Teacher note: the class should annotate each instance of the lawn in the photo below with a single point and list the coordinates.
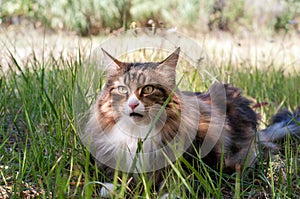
(42, 156)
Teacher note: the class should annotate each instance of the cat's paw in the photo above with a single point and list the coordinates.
(107, 190)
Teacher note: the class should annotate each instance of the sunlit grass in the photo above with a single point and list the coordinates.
(40, 147)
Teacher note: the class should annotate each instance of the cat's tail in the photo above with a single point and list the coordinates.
(282, 124)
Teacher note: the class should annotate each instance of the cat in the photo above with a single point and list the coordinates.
(140, 110)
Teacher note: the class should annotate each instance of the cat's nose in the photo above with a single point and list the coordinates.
(133, 105)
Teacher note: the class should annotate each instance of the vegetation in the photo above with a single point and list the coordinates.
(41, 154)
(103, 16)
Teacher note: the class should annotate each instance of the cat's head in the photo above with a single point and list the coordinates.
(137, 91)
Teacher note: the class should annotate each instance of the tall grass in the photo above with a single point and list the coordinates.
(41, 153)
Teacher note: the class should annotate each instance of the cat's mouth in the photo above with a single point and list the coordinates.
(134, 114)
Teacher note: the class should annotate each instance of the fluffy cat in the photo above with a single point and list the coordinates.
(140, 110)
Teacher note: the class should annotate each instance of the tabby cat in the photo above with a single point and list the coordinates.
(140, 111)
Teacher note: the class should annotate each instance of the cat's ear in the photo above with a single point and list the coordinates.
(172, 59)
(118, 63)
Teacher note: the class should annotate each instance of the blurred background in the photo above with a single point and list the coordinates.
(240, 32)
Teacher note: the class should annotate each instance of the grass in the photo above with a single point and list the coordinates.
(41, 154)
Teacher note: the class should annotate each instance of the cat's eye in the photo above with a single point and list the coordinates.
(147, 89)
(122, 90)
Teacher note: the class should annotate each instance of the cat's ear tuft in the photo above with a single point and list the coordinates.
(172, 59)
(118, 63)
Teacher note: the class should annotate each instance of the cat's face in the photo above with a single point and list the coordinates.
(137, 91)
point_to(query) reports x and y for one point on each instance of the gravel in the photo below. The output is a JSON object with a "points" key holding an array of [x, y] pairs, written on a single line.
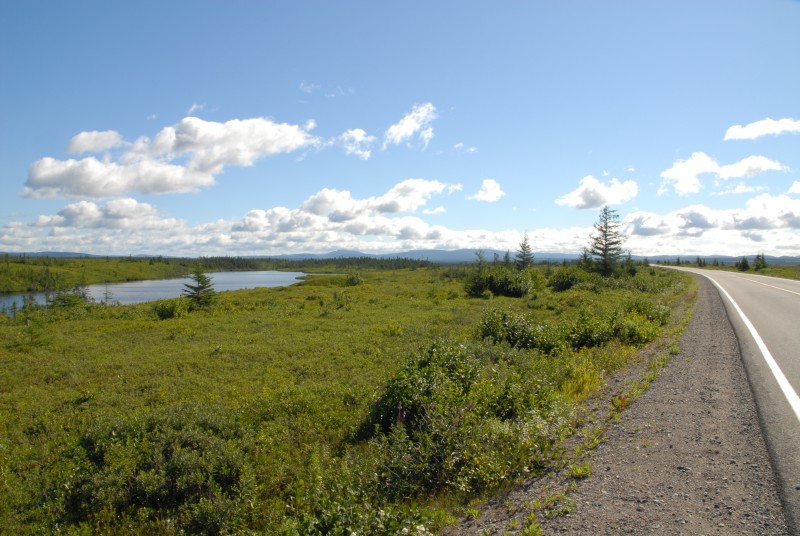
{"points": [[687, 456]]}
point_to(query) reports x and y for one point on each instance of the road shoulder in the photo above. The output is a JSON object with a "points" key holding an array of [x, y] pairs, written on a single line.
{"points": [[687, 457]]}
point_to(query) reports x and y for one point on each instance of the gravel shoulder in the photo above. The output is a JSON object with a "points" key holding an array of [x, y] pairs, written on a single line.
{"points": [[687, 456]]}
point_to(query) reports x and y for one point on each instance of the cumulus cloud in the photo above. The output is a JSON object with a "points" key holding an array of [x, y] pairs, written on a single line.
{"points": [[490, 192], [406, 196], [116, 214], [462, 148], [415, 123], [357, 142], [591, 193], [763, 213], [181, 158], [94, 141], [749, 167], [739, 188], [684, 175], [764, 127]]}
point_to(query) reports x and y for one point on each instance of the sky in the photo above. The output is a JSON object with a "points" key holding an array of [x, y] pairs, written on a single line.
{"points": [[204, 128]]}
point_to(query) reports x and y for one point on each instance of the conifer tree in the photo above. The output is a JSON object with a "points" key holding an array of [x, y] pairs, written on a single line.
{"points": [[201, 293], [524, 257], [606, 245]]}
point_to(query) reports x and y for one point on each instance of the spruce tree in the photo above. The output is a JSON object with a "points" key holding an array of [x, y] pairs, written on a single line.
{"points": [[606, 245], [524, 257], [201, 293]]}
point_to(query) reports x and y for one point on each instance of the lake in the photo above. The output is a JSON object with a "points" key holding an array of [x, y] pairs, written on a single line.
{"points": [[159, 289]]}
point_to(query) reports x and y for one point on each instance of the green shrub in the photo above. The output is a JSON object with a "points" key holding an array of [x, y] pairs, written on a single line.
{"points": [[589, 330], [172, 308], [519, 331], [462, 418], [566, 277], [500, 281], [185, 464]]}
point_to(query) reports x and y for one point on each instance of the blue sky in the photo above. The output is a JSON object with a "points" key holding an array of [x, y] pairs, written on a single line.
{"points": [[260, 128]]}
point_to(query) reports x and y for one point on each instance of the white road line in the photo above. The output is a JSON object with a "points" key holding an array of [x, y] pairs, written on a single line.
{"points": [[771, 286], [786, 387]]}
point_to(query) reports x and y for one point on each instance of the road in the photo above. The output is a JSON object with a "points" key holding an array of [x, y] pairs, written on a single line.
{"points": [[765, 313]]}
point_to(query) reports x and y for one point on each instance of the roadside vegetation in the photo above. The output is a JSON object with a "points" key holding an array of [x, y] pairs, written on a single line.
{"points": [[757, 264], [375, 401]]}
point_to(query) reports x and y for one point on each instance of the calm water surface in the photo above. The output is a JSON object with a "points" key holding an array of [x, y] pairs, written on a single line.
{"points": [[159, 289]]}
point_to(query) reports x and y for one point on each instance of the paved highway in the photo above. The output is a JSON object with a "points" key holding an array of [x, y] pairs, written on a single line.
{"points": [[765, 312]]}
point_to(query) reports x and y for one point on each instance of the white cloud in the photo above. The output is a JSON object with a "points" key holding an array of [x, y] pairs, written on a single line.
{"points": [[684, 178], [115, 214], [94, 141], [462, 148], [357, 142], [416, 122], [407, 196], [749, 167], [706, 231], [91, 178], [125, 226], [764, 127], [434, 211], [181, 158], [739, 188], [594, 194], [307, 87], [683, 174], [490, 191]]}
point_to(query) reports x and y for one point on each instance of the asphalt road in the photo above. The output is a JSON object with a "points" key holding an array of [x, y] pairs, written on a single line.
{"points": [[765, 313]]}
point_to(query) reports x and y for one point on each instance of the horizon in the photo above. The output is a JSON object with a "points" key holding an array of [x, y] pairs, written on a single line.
{"points": [[277, 129]]}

· · ·

**TASK DESCRIPTION**
Leave nothing out but the pictures when transcribing the records.

**ANSWER BELOW**
Teacher note: the class should annotate each instance of the lawn in the photo below with a single point and list the coordinates.
(42, 156)
Teacher note: the class should annotate each instance of the cat's paw in the photo above with a single point and list the coordinates.
(107, 190)
Teacher note: the class should annotate each instance of the sunlit grass in the photo above with a single point and list the coordinates.
(40, 147)
Teacher note: the class should annotate each instance of the cat's tail in the photo above with a single point and list the coordinates.
(282, 124)
Teacher note: the class should annotate each instance of the cat in the photo above with a single point and list the coordinates.
(140, 110)
Teacher note: the class should annotate each instance of the cat's nose in the photo above with a single point and list the coordinates.
(133, 105)
Teacher note: the class should annotate each instance of the vegetation in the photo above with a single point and list the coordinates.
(41, 154)
(103, 16)
Teacher note: the class should annotate each instance of the cat's head in the photo above with a single point and list the coordinates.
(137, 91)
Teacher note: the class should annotate each instance of the tall grass in the photo above with a single point and list the coordinates.
(41, 153)
Teacher note: the class should annotate each instance of the cat's mouth in the photo above with a single point and list the coordinates.
(134, 114)
Teacher note: the class should annotate each instance of the fluffy cat in the photo above with a single point and list the coordinates.
(140, 110)
Teacher note: the class should annotate each instance of the tabby cat in the photo above with a single point and list the coordinates.
(140, 111)
Teacher note: the class should annotate each instance of the cat's ear in the photo above with a single point and list the coordinates.
(172, 59)
(118, 63)
Teacher note: the class should annotate each instance of the blurred background in the photo above with a single point and list the coordinates.
(240, 32)
Teacher note: the class should annotate each instance of the grass in the photo above with a single point and list the coordinates.
(41, 154)
Teacher note: the class should annotate each instance of the cat's eye in the photo above with a single point and list the coordinates.
(147, 89)
(122, 90)
Teacher note: the class should annotate each instance of the cat's ear tuft in the photo above with a single point and list the coordinates.
(172, 59)
(118, 63)
Teacher note: the class should annotate each instance of the cat's face in the photo above with a single point and list the coordinates.
(137, 91)
point_to(query) reports x and y for one point on each instance of the gravel in the photo below. The output is a JSON object with a "points" key holding an array of [x, y] pairs, written on a single line.
{"points": [[687, 456]]}
point_to(query) reports x and y for one point on each instance of the road shoulder in the photo above. The output is a JSON object with a "points" key holding an array of [x, y] pairs, written on a single line.
{"points": [[687, 457]]}
point_to(query) reports x and y for one point on each instance of the gravel shoulder in the photo above. The output is a JSON object with a "points" key holding an array of [x, y] pairs, written on a single line.
{"points": [[687, 456]]}
point_to(query) reports x and y for one point on each instance of the cumulus cloud in the photo above. The output is a JSON object with a "points" key holding an array of [x, y] pairs, written on a single line.
{"points": [[490, 192], [406, 196], [116, 214], [462, 148], [415, 123], [357, 142], [591, 193], [763, 213], [181, 158], [94, 141], [749, 167], [739, 188], [684, 175], [764, 127]]}
point_to(query) reports x and y for one point on each instance of the sky in the photo above. The output is a JSON object with a "points" key holding an array of [x, y] pairs, written on a single line.
{"points": [[204, 128]]}
point_to(query) reports x and y for one point on each instance of the conifer tree in the photo above. The output is a JSON object with a "points" key holding an array of [x, y] pairs, written on a single line.
{"points": [[201, 293], [524, 257], [606, 245]]}
point_to(query) reports x and y for one point on each instance of the spruce tree in the photo above. The output is a JSON object with a "points" key holding an array of [x, y] pairs, written on a single line.
{"points": [[606, 245], [524, 257], [201, 293]]}
point_to(query) reports x and y for one point on each instance of the lake in the photo above. The output is a JSON object with a "points" key holding an array of [x, y] pairs, written on a single line.
{"points": [[159, 289]]}
point_to(query) reports x and y for one point on each instance of the green shrub in the photo above. The output is a JSON object with a "points" key holding an array of [x, y] pairs, written on a single line.
{"points": [[589, 330], [172, 308], [519, 331], [462, 418], [566, 277], [500, 281], [185, 464]]}
point_to(query) reports x and y for one point on each instance of the blue sky in the photo above. The output is a JSON object with a "points" key holding an array of [x, y] pairs, written on a single line.
{"points": [[260, 128]]}
point_to(query) reports x and y for one point on each instance of the white road line in the photo above. The output is a JSON object with a "points" key holding an array of [x, y] pairs, written on a single line.
{"points": [[771, 286], [786, 387]]}
point_to(query) reports x and y for one point on each instance of the road in the photo above. The output is a JSON object with a "points" key holding an array of [x, y] pairs, written on a single line.
{"points": [[765, 313]]}
point_to(query) reports x and y for one point on each instance of the roadside vegetation in the photo above. The output is a JSON object with a "points" key holding an array of [x, y] pairs, written on a single line.
{"points": [[757, 264], [375, 401]]}
point_to(query) reports x and y for one point on each instance of the calm water surface in the photo above. The output is a JSON object with a "points" key holding an array of [x, y] pairs, written on a single line.
{"points": [[159, 289]]}
point_to(query) reports x and y for one point on each instance of the paved highway in the photo above. The output is a JSON object with a "points" key holding an array of [x, y] pairs, written on a single line.
{"points": [[765, 312]]}
point_to(query) reports x and y for one point on each instance of the white cloud in the photo above. The output is a JSON object with a "points" key holding an array of [x, y] pairs, written on a single line.
{"points": [[684, 178], [115, 214], [94, 141], [462, 148], [357, 142], [416, 122], [407, 196], [749, 167], [706, 231], [91, 178], [125, 226], [764, 127], [434, 211], [181, 158], [739, 188], [594, 194], [307, 87], [683, 174], [490, 191]]}
point_to(query) reports x and y for one point on each instance of the asphalt road in the photo above. The output is a JSON object with a "points" key holding an array of [x, y] pairs, written on a single line.
{"points": [[765, 313]]}
point_to(query) reports x and y for one point on each instance of the horizon in the photo above. The output is a JSON object with a "points" key holding an array of [x, y] pairs, written on a single line.
{"points": [[277, 129]]}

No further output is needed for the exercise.